COMPLETE THE FOLLOWING:
**1)** Translate this sentence from the passage on Trump and hate crimes into Spanish: "Worse, 2018 saw the highest number of hate crime murders in 27 years."
**2)** Summarize the passage on Trump and hate crimes in two sentences.
**3)** Echo the passage on Trump and hate crimes, beginning at the words "Trump’s words, like" and stopping after "high in 2018.".

==== TEXT EXCERPT

When you are in a daily fight against Donald Trump’s white supremacist agenda, it’s difficult to be thankful—even on Thanksgiving Day. Trump has made demonizing minorities his favorite pastime, from his racist demand that four women of color in Congress “go back” to their country to his demeaning of black Americans as “low IQ” and “unintelligent,” to dubbing Latino immigrants “rapists” and “invaders.”
Trump’s words, like all world leaders’, do more than just elicit cheers at campaign rallies. They inspire action. So it’s not surprising that the FBI earlier this month reported that violent hate crimes had reached a 16-year high in 2018.
Worse, 2018 saw the highest number of hate crime murders in 27 years. This follows three years of unprecedented annual increases in hate crimes, from 2015 to 2017, which—not coincidentally—matches the rise of Trump.

========
==== DATA EXCERPTS

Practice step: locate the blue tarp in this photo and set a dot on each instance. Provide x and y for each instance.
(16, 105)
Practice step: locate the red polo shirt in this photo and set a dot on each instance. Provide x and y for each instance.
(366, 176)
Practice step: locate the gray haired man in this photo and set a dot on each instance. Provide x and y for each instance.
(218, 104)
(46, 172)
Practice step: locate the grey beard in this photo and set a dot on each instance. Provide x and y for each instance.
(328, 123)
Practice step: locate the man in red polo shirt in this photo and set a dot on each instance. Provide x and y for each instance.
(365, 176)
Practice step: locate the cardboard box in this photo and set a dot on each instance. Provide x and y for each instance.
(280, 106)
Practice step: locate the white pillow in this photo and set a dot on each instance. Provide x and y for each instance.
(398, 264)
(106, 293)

========

SOLUTIONS BY TASK:
**1)** Peor aún, en 2018 se registró la mayor cantidad de asesinatos por crímenes de odio en 27 años.

**2)** The passage argues that Donald Trump regularly demonizes minorities, citing his remarks about four congresswomen of color, black Americans, and Latino immigrants, and that his words inspire action. It cites FBI figures showing that violent hate crimes reached a 16-year high in 2018 and hate crime murders reached a 27-year high, after annual increases from 2015 to 2017 that it says match Trump's rise.

**3)**
Trump’s words, like all world leaders’, do more than just elicit cheers at campaign rallies. They inspire action. So it’s not surprising that the FBI earlier this month reported that violent hate crimes had reached a 16-year high in 2018.